*TASK DETAILS*
In the entries below, take the part that opens with the line containing "Target: black dslr camera" and runs through the end of the entries. Write out only that part again, substituting "pin" for "marker" and leaving everything else as it is.

=======

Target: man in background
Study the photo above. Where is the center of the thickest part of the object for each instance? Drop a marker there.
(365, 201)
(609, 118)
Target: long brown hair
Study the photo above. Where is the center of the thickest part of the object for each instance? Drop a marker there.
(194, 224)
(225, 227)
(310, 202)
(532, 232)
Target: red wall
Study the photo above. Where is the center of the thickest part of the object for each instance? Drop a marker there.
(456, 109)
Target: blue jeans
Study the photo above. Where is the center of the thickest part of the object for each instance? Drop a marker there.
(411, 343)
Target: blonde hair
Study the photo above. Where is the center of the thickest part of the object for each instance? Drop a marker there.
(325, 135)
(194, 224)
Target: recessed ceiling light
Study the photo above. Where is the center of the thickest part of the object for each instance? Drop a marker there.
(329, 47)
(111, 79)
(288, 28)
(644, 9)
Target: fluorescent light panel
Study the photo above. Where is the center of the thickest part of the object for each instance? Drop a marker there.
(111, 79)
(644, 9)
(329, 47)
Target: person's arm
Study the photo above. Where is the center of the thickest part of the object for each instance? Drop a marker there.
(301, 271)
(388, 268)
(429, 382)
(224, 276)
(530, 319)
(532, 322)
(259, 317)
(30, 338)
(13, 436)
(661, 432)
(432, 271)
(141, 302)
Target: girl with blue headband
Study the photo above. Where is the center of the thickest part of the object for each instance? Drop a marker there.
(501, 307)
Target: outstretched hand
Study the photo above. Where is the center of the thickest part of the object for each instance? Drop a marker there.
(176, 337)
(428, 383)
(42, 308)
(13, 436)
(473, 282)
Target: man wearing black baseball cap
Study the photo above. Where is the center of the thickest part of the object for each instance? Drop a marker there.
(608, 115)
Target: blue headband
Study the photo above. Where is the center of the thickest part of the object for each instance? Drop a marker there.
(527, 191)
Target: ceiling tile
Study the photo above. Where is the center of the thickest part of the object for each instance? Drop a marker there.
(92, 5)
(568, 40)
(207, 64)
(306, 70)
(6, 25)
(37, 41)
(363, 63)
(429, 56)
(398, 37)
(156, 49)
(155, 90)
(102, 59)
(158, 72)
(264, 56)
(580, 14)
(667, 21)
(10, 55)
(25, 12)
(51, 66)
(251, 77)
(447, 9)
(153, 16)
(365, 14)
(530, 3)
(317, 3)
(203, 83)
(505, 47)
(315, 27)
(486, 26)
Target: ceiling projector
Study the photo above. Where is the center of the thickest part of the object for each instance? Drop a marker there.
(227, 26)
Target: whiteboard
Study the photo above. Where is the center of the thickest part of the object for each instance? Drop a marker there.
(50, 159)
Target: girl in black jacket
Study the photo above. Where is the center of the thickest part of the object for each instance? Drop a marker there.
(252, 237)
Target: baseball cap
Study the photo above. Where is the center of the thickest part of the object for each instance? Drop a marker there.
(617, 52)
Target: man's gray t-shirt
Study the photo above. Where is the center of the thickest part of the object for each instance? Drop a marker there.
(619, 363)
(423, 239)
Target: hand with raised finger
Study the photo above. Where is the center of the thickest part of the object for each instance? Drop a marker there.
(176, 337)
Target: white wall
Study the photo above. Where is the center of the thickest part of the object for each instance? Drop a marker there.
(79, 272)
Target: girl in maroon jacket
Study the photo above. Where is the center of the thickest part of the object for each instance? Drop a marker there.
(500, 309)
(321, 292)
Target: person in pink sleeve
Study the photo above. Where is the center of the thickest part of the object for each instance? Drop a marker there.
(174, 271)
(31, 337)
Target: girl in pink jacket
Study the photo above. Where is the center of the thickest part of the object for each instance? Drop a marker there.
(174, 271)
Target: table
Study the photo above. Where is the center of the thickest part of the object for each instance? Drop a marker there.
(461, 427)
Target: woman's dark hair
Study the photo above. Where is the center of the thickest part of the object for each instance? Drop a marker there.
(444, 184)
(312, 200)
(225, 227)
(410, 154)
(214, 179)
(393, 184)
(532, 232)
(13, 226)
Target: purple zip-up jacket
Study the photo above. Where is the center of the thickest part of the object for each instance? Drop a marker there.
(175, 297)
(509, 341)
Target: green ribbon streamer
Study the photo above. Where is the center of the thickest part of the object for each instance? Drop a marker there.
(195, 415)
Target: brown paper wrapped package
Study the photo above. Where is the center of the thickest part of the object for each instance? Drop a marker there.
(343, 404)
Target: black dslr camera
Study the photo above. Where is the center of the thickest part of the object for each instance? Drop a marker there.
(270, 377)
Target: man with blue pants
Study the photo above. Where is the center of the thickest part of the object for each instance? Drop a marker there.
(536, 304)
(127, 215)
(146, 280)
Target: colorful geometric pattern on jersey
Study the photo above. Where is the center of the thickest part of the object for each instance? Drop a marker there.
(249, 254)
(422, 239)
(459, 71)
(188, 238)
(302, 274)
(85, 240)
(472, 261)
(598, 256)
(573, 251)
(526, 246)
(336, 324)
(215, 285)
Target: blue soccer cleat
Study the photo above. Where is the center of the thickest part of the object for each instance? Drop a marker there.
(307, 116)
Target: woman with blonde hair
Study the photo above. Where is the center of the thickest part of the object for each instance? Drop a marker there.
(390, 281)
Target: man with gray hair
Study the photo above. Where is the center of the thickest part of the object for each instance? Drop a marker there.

=======

*CORRECT OUTPUT*
Target: black dslr camera
Study the photo above. Where is the center of the thickest part of the object for each instance? Drop a pin there.
(270, 377)
Target: man with blue pants
Study the photo above. Where is the center of the thickest part of the object for each instance? Drop a pin there.
(536, 304)
(127, 215)
(146, 280)
Target: colorful geometric pattern on jersey
Study the photo above. Where is the center of the thickest part of the object for each instance? Drop a pin there.
(249, 254)
(422, 239)
(459, 71)
(188, 238)
(302, 274)
(85, 240)
(472, 261)
(598, 256)
(573, 251)
(526, 246)
(336, 324)
(215, 285)
Target: blue soccer cleat
Study the photo above. Where is the center of the thickest part of the object for each instance? Drop a pin there.
(307, 116)
Target: woman with blonde hair
Study the photo above. Where is the center of the thickest part of the object for each instance? Drop a pin there.
(390, 281)
Target: man with gray hair
Study the photo above. Where is the center of the thickest part of the object for each instance? Drop a pin there.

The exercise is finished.